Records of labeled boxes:
———

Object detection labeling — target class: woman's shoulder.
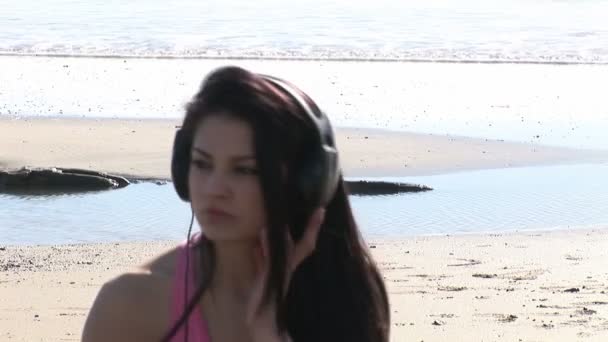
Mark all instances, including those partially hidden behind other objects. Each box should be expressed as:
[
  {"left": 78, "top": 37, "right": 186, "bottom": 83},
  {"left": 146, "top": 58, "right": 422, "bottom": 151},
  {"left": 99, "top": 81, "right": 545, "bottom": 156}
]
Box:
[{"left": 82, "top": 246, "right": 180, "bottom": 341}]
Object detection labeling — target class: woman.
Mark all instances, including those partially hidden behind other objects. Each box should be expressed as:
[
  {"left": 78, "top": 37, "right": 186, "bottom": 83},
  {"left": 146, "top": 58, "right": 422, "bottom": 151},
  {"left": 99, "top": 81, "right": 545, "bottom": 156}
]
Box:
[{"left": 83, "top": 67, "right": 390, "bottom": 342}]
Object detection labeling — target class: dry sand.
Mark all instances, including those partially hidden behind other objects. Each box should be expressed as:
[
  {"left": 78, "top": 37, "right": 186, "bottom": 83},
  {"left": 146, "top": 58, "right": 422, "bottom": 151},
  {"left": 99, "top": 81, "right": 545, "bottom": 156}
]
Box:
[
  {"left": 0, "top": 227, "right": 608, "bottom": 342},
  {"left": 0, "top": 118, "right": 608, "bottom": 179},
  {"left": 0, "top": 118, "right": 608, "bottom": 342}
]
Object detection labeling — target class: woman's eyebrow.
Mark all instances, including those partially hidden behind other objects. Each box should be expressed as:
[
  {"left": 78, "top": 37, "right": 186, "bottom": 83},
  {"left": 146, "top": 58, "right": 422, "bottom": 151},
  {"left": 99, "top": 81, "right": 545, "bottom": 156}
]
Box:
[{"left": 192, "top": 146, "right": 256, "bottom": 161}]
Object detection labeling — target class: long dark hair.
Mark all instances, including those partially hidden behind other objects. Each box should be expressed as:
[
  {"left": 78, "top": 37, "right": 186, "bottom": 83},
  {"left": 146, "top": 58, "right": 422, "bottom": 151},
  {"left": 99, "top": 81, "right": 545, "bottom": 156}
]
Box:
[{"left": 163, "top": 67, "right": 390, "bottom": 342}]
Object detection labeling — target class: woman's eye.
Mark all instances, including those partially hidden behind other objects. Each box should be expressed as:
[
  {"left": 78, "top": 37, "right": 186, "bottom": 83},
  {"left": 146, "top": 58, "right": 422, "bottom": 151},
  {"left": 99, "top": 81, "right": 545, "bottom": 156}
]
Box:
[
  {"left": 192, "top": 160, "right": 211, "bottom": 169},
  {"left": 236, "top": 166, "right": 258, "bottom": 175}
]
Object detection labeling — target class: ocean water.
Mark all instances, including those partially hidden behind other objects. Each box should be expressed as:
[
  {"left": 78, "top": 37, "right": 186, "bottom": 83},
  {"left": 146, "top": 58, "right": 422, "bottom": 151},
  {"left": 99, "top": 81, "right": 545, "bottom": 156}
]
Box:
[
  {"left": 0, "top": 0, "right": 608, "bottom": 149},
  {"left": 0, "top": 163, "right": 608, "bottom": 245},
  {"left": 0, "top": 0, "right": 608, "bottom": 244},
  {"left": 0, "top": 0, "right": 608, "bottom": 64}
]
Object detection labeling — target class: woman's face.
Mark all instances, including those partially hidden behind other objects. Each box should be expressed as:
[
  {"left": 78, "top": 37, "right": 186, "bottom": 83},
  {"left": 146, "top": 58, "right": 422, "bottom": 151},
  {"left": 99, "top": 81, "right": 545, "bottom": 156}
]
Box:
[{"left": 188, "top": 114, "right": 266, "bottom": 241}]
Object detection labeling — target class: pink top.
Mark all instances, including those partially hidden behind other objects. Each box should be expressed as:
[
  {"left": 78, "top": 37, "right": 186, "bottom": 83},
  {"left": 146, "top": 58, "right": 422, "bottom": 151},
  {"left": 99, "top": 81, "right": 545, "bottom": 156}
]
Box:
[{"left": 171, "top": 234, "right": 210, "bottom": 342}]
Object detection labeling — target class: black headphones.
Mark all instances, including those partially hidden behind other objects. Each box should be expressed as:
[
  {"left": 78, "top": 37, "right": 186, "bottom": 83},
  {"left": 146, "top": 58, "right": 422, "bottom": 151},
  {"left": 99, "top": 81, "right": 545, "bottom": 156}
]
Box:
[{"left": 171, "top": 75, "right": 340, "bottom": 208}]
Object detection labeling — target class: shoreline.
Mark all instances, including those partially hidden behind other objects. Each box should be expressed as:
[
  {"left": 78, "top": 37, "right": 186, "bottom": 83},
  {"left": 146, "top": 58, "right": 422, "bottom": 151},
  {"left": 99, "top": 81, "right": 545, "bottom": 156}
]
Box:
[
  {"left": 0, "top": 226, "right": 608, "bottom": 342},
  {"left": 0, "top": 117, "right": 608, "bottom": 181}
]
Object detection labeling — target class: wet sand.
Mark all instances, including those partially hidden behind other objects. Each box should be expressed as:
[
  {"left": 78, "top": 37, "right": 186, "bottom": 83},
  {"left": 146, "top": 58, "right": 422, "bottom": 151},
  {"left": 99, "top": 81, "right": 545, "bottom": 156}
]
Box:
[
  {"left": 0, "top": 227, "right": 608, "bottom": 342},
  {"left": 0, "top": 117, "right": 608, "bottom": 179}
]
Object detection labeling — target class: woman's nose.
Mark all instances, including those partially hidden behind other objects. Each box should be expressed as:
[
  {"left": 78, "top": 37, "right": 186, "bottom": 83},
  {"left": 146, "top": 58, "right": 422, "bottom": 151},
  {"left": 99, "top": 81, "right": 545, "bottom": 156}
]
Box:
[{"left": 204, "top": 171, "right": 230, "bottom": 196}]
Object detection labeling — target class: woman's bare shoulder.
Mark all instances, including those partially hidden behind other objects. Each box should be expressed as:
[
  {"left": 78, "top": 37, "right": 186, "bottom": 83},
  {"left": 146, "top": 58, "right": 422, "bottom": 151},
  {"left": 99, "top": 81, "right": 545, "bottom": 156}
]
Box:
[{"left": 82, "top": 247, "right": 184, "bottom": 342}]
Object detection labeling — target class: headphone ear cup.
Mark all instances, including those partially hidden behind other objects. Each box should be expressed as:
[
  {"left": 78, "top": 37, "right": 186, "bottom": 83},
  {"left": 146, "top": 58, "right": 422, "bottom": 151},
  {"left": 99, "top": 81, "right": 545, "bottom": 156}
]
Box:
[{"left": 171, "top": 129, "right": 190, "bottom": 202}]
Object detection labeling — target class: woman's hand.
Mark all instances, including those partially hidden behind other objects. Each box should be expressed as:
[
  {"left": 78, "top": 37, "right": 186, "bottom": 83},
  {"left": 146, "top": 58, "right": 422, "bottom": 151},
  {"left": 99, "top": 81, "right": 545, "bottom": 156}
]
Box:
[{"left": 247, "top": 208, "right": 325, "bottom": 342}]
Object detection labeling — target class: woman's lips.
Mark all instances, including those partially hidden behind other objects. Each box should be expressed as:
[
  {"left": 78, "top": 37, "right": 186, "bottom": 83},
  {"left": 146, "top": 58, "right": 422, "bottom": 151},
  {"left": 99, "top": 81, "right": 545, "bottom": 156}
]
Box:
[{"left": 205, "top": 209, "right": 234, "bottom": 221}]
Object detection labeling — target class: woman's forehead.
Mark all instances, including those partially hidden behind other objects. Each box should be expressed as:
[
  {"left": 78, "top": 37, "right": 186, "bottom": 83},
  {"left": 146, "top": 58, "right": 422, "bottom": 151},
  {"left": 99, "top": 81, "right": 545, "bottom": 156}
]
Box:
[{"left": 192, "top": 115, "right": 254, "bottom": 157}]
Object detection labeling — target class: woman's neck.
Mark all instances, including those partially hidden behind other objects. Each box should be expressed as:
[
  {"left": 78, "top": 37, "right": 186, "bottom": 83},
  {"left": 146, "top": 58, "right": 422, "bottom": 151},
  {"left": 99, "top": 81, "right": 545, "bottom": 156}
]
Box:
[{"left": 209, "top": 240, "right": 256, "bottom": 302}]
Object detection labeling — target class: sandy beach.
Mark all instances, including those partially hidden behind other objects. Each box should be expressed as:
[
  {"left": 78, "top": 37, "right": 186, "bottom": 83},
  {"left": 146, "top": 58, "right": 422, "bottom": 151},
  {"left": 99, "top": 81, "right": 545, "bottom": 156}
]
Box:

———

_Written task_. Please copy out the stretch of the listing from the line containing "Object detection labeling — target class: woman's forehead." through the end of the listing, keeping every line unchanged.

_The answer_.
Object detection labeling — target class: woman's forehead.
Mark all instances, including those partially hidden behind other objects. Each box should be expressed as:
[
  {"left": 78, "top": 37, "right": 186, "bottom": 83},
  {"left": 146, "top": 58, "right": 422, "bottom": 151},
  {"left": 99, "top": 81, "right": 545, "bottom": 156}
]
Box:
[{"left": 192, "top": 115, "right": 254, "bottom": 157}]
Object detection labeling — target class: woman's neck.
Mark all instances, including those partially hidden behind other objects. Each box should be expressed as:
[
  {"left": 78, "top": 37, "right": 186, "bottom": 83},
  {"left": 146, "top": 58, "right": 422, "bottom": 151},
  {"left": 99, "top": 81, "right": 545, "bottom": 156}
]
Box:
[{"left": 209, "top": 240, "right": 256, "bottom": 302}]
Object detection labeling — target class: sandy beach.
Mark all instances, including those partially hidden behind other objects. Each box should be expressed as:
[
  {"left": 78, "top": 37, "right": 186, "bottom": 83},
  {"left": 146, "top": 58, "right": 422, "bottom": 151},
  {"left": 99, "top": 81, "right": 545, "bottom": 156}
]
Box:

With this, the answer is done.